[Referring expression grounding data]
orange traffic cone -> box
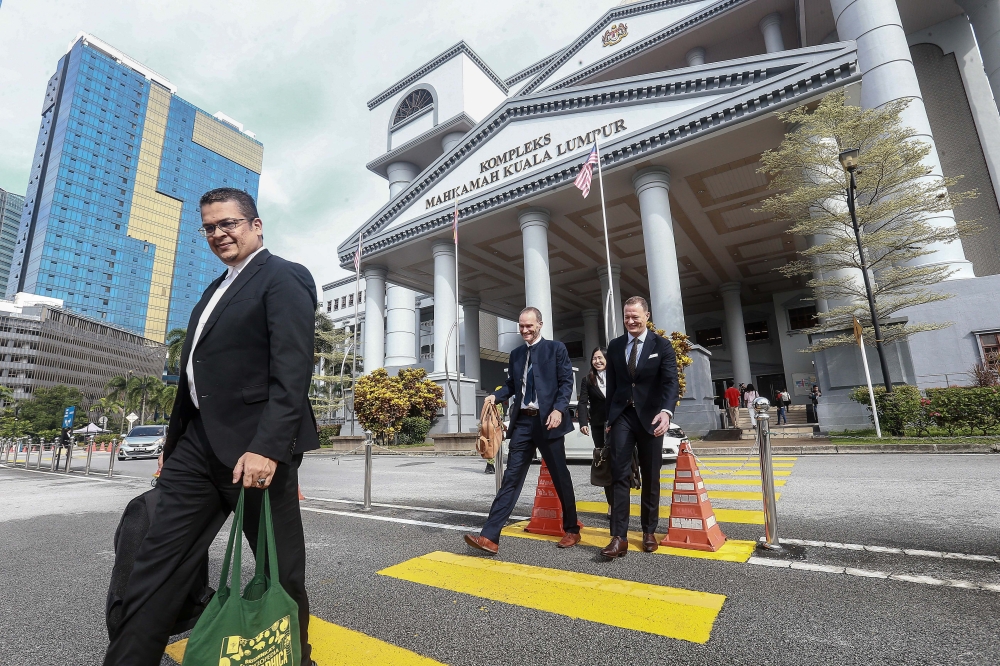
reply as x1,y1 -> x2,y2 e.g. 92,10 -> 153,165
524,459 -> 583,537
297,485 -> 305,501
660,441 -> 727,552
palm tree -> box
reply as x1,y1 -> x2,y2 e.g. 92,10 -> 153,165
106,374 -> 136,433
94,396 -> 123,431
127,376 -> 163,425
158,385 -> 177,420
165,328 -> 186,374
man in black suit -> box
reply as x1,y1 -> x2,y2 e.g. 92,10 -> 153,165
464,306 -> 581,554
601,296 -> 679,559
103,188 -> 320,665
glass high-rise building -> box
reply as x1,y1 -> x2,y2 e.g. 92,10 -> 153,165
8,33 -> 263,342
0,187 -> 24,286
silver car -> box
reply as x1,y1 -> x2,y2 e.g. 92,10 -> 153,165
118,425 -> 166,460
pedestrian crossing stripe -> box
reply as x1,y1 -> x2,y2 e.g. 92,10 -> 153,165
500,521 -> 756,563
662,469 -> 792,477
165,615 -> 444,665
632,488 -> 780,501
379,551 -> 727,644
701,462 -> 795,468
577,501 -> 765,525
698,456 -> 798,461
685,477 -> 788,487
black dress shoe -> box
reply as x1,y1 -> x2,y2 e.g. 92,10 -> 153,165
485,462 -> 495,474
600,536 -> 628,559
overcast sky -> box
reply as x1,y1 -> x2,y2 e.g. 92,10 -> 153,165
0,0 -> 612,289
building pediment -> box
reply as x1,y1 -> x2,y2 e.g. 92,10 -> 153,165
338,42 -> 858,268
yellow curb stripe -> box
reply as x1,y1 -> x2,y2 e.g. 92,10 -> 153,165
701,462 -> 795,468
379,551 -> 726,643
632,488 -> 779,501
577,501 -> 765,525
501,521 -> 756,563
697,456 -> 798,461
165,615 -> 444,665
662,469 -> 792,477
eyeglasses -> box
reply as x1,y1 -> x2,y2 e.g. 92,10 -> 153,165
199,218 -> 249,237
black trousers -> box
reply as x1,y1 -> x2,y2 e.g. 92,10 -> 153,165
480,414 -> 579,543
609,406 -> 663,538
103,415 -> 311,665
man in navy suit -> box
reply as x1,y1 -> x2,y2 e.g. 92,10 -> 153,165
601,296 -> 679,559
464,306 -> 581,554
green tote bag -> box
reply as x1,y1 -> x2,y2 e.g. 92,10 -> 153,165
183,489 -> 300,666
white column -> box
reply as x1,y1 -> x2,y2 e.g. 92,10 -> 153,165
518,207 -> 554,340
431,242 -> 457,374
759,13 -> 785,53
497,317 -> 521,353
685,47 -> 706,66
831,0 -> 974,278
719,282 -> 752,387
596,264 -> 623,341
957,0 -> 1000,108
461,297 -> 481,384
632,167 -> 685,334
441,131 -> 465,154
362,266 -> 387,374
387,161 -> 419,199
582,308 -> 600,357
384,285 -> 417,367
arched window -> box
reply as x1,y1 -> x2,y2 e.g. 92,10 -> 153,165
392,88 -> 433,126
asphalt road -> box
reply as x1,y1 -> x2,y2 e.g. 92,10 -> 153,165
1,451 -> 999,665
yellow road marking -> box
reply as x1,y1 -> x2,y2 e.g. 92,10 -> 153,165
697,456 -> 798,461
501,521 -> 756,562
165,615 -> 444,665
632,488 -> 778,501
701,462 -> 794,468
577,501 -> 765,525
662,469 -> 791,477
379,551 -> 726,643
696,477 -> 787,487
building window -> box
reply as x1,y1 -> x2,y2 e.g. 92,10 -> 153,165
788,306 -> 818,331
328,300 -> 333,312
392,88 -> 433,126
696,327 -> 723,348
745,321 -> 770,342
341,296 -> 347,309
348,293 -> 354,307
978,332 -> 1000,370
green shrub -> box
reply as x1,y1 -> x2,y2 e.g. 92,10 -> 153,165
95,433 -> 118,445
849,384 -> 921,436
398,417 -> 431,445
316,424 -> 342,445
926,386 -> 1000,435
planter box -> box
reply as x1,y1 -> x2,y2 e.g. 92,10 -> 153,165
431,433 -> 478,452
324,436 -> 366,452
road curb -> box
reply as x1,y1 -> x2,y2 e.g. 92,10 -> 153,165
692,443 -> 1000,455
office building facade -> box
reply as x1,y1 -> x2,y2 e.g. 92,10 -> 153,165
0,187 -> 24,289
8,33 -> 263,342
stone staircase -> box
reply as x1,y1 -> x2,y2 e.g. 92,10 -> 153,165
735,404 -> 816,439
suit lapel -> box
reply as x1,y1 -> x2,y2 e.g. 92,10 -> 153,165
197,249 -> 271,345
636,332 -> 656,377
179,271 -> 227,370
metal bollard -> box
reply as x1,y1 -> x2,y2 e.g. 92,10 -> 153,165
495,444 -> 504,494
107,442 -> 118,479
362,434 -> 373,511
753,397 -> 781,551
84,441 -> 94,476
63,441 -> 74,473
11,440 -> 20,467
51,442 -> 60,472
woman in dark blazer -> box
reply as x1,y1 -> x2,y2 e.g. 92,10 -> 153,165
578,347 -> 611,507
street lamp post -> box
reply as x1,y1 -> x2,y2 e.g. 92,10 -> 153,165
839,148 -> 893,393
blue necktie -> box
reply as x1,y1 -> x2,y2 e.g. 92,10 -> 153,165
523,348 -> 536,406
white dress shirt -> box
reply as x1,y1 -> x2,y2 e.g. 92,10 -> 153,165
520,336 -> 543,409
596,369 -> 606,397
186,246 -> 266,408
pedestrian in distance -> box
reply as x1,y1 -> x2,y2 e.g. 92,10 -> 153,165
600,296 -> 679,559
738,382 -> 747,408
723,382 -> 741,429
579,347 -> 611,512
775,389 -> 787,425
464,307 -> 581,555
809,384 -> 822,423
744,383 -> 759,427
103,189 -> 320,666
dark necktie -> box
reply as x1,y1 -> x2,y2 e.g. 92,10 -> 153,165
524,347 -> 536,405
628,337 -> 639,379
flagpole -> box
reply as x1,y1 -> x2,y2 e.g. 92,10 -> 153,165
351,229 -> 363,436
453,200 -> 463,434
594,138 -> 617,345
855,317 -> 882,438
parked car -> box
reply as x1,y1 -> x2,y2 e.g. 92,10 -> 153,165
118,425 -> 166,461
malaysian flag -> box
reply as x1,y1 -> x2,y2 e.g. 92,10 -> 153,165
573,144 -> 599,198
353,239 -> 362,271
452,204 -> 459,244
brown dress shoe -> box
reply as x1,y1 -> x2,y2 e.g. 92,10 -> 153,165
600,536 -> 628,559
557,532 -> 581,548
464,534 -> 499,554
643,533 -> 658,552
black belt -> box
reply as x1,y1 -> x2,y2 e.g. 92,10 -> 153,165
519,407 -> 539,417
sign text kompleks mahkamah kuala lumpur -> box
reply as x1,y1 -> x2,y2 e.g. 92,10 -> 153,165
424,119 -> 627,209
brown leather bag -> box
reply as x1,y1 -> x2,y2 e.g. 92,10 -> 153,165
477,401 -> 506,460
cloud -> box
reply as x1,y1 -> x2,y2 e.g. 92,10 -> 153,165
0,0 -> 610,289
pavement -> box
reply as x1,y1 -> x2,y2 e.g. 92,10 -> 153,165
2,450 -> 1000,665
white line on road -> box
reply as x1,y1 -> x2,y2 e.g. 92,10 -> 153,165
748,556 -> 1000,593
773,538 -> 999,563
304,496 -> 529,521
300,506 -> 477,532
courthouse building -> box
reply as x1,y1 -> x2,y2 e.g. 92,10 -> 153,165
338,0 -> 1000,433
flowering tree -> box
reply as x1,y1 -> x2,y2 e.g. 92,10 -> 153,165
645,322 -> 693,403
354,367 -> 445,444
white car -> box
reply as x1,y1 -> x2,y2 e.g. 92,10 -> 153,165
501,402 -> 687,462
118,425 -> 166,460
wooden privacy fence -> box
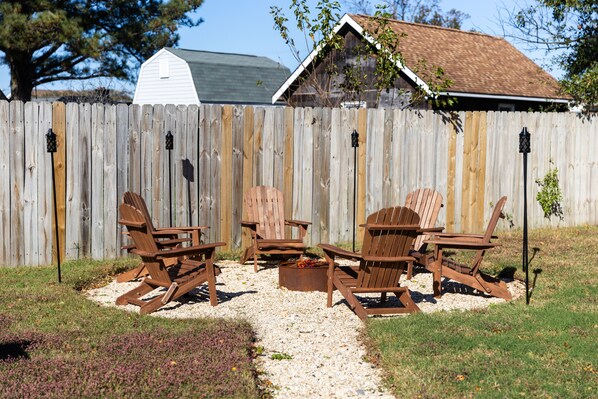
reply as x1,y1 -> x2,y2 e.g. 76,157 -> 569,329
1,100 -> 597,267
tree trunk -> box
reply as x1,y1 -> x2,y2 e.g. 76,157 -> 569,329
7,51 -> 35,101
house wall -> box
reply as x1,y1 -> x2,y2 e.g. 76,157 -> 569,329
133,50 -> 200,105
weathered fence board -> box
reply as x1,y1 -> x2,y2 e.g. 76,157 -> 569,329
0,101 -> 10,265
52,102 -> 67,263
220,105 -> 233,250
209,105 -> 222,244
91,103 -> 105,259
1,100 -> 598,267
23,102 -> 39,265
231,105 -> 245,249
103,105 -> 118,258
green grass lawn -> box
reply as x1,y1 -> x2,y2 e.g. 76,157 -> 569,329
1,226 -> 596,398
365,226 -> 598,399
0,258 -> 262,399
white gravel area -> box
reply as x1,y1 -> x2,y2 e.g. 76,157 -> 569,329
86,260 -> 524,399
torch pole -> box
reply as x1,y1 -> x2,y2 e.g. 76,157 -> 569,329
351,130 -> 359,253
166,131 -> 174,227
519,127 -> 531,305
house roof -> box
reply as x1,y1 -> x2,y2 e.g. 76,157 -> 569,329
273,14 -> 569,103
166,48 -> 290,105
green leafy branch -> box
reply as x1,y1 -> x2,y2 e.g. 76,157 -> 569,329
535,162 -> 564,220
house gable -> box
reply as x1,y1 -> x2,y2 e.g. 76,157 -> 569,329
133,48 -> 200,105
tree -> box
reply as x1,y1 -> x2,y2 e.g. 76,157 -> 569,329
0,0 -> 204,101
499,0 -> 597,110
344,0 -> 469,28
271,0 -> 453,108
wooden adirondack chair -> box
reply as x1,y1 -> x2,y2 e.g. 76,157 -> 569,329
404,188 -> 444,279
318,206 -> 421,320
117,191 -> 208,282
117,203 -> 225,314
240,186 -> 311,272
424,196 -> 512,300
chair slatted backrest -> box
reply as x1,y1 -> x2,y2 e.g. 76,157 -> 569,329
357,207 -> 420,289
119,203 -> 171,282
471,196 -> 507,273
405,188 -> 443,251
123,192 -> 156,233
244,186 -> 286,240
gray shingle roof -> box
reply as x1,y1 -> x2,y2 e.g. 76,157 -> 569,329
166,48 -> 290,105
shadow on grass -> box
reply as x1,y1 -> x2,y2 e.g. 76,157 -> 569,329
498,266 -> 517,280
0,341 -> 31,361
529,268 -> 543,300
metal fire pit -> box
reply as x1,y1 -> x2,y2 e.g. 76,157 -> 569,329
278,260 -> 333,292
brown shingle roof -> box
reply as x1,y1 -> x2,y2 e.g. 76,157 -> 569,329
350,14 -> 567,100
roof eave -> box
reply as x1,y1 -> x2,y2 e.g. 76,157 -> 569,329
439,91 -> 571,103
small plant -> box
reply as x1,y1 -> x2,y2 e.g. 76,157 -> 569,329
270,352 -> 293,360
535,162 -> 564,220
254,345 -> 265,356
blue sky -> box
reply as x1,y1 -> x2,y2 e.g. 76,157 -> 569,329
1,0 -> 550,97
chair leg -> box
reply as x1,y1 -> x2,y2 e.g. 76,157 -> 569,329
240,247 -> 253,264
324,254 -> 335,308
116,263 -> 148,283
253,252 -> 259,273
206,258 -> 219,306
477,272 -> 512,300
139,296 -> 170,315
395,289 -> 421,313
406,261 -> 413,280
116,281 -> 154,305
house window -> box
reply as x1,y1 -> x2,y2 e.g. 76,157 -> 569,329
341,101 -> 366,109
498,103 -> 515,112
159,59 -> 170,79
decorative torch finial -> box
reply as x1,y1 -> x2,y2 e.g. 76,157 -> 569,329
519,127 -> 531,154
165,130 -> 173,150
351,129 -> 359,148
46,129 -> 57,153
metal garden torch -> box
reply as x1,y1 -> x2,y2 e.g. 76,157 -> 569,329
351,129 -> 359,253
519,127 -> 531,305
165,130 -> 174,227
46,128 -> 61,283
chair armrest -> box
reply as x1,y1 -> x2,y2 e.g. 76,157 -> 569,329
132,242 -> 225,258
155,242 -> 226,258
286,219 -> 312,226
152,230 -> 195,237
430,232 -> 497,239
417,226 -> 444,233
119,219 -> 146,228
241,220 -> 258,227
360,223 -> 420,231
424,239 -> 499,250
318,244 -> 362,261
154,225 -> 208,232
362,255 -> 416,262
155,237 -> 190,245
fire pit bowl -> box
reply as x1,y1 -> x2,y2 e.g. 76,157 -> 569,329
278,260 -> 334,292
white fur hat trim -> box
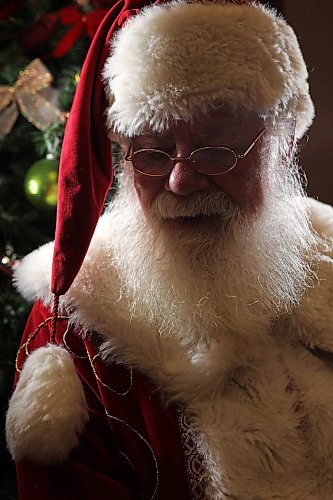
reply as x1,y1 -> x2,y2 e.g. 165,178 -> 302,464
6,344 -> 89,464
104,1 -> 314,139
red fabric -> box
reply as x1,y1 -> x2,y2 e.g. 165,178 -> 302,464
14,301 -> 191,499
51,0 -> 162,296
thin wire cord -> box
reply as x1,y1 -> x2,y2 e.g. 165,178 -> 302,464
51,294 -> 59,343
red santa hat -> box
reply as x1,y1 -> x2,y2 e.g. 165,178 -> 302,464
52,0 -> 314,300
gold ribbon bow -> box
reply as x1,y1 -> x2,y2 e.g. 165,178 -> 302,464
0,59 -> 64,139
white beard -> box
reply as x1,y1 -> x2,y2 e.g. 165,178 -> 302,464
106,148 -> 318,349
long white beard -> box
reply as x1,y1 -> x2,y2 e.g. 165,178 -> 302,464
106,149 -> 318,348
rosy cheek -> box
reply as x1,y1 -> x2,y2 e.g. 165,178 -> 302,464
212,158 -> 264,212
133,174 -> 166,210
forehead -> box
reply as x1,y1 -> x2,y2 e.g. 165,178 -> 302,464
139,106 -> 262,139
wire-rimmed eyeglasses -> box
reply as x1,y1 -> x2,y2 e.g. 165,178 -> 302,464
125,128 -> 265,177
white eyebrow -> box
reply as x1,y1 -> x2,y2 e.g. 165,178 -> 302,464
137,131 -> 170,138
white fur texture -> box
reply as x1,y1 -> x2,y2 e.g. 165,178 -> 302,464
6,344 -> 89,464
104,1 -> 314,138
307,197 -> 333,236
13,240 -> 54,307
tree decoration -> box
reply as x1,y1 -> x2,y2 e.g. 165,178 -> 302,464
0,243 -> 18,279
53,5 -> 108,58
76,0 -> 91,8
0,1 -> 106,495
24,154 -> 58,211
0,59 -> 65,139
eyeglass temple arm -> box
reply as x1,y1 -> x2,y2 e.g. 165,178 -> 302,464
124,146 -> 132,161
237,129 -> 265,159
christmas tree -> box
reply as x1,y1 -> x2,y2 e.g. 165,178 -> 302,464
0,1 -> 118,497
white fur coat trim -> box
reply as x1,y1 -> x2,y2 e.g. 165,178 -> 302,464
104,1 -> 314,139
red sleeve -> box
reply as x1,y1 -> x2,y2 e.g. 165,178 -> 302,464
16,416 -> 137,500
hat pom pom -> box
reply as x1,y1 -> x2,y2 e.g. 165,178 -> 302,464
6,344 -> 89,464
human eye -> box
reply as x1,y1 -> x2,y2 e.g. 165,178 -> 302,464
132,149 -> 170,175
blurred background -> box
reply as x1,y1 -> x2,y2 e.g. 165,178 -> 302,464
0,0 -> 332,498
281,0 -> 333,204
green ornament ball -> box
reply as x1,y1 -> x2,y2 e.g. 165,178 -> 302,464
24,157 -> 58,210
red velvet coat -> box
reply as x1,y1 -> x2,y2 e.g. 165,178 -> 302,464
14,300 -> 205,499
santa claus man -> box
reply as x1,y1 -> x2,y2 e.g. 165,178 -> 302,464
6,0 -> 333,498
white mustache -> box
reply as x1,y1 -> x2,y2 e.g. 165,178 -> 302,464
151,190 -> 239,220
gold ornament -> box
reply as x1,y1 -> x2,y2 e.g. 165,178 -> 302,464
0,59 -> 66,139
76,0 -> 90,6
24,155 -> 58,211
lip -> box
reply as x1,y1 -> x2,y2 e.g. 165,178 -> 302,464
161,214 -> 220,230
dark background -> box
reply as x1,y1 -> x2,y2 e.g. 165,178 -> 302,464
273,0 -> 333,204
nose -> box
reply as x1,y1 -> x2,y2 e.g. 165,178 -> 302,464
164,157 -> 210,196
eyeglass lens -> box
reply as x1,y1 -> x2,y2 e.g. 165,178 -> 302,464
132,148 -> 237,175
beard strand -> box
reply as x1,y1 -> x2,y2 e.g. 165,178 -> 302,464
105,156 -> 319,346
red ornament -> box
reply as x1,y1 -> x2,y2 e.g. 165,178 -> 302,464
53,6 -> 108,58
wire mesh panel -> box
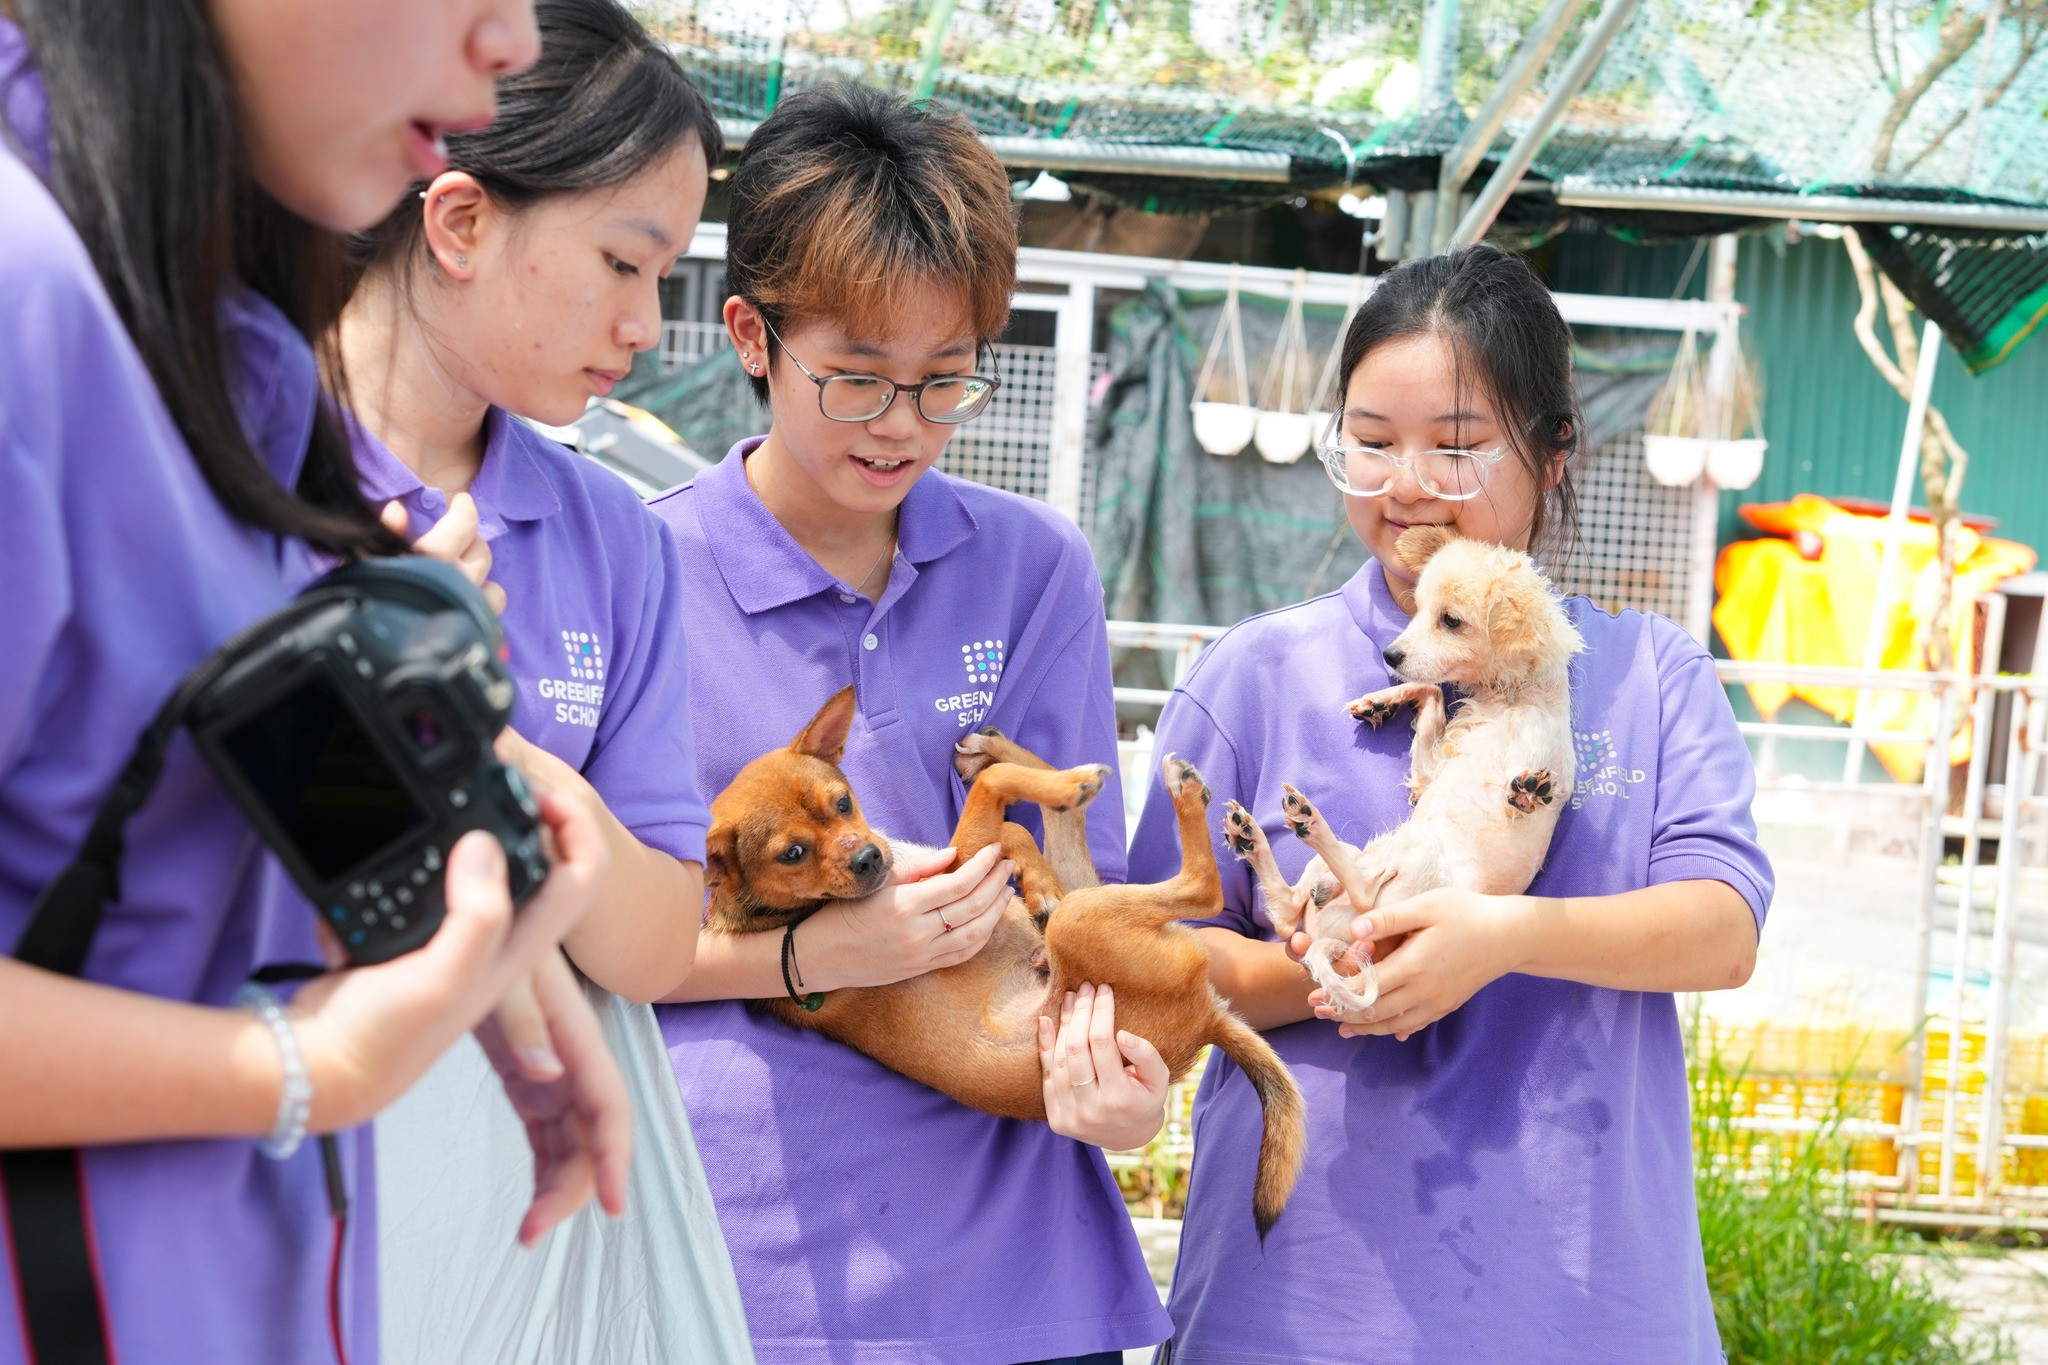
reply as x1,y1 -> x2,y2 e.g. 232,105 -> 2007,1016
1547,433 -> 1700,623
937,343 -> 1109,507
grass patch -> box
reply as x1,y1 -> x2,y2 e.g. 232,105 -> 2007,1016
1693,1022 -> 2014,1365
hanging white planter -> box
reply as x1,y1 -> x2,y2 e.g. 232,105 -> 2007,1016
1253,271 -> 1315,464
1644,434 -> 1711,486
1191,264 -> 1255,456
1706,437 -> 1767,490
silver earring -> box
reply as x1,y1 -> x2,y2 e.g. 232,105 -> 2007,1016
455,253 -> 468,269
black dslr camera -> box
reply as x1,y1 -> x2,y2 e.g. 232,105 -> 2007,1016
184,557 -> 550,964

## Assignment
In the reply, give again exactly the lines from the beginning of the entries above through the line with "white column -> box"; pictures stay out.

## Result of the task
orange traffic cone -> box
reply as x1,y1 -> x2,y2 e.g. 92,10 -> 153,165
524,459 -> 583,537
297,485 -> 305,501
660,441 -> 727,552
palm tree -> box
reply as x1,y1 -> x2,y2 e.g. 92,10 -> 153,165
106,374 -> 136,433
94,396 -> 123,431
127,376 -> 163,425
158,385 -> 177,420
165,328 -> 186,374
man in black suit -> box
reply as x1,y1 -> x2,y2 e.g. 92,10 -> 153,165
464,306 -> 581,554
601,296 -> 679,559
103,188 -> 320,665
glass high-rise building -> box
reply as x1,y1 -> x2,y2 e.g. 92,10 -> 153,165
8,33 -> 263,342
0,187 -> 24,286
silver car -> box
reply as x1,y1 -> x2,y2 e.g. 92,10 -> 153,165
118,425 -> 166,460
pedestrian crossing stripe -> box
reply as x1,y1 -> x2,y2 e.g. 92,10 -> 153,165
500,521 -> 756,563
662,469 -> 792,477
165,615 -> 444,665
632,488 -> 780,501
379,551 -> 727,644
701,462 -> 795,468
577,501 -> 765,525
698,456 -> 798,461
685,477 -> 788,487
black dress shoe -> box
reply as x1,y1 -> x2,y2 e.g. 92,10 -> 153,165
485,462 -> 495,474
600,536 -> 628,559
overcast sky -> box
reply as x1,y1 -> x2,y2 e.g. 92,10 -> 153,165
0,0 -> 612,289
building pediment -> box
reply as x1,y1 -> x2,y2 e.g. 92,10 -> 153,165
338,42 -> 858,268
yellow curb stripe -> box
reply as x1,y1 -> x2,y2 e.g. 92,10 -> 153,165
701,462 -> 795,468
379,551 -> 726,643
632,488 -> 779,501
577,501 -> 765,525
501,521 -> 756,563
697,456 -> 798,461
165,615 -> 444,665
662,469 -> 792,477
eyeglasses -> box
reply as x1,y1 -> x2,y2 e.g. 92,10 -> 153,165
199,218 -> 249,237
black trousers -> box
reply as x1,y1 -> x2,y2 e.g. 92,10 -> 153,165
480,414 -> 579,543
609,406 -> 663,538
103,415 -> 311,665
man in navy suit -> box
reply as x1,y1 -> x2,y2 e.g. 92,10 -> 153,165
601,296 -> 679,559
464,306 -> 581,554
green tote bag -> box
reply as x1,y1 -> x2,y2 e.g. 92,10 -> 153,165
183,489 -> 300,666
white column -> box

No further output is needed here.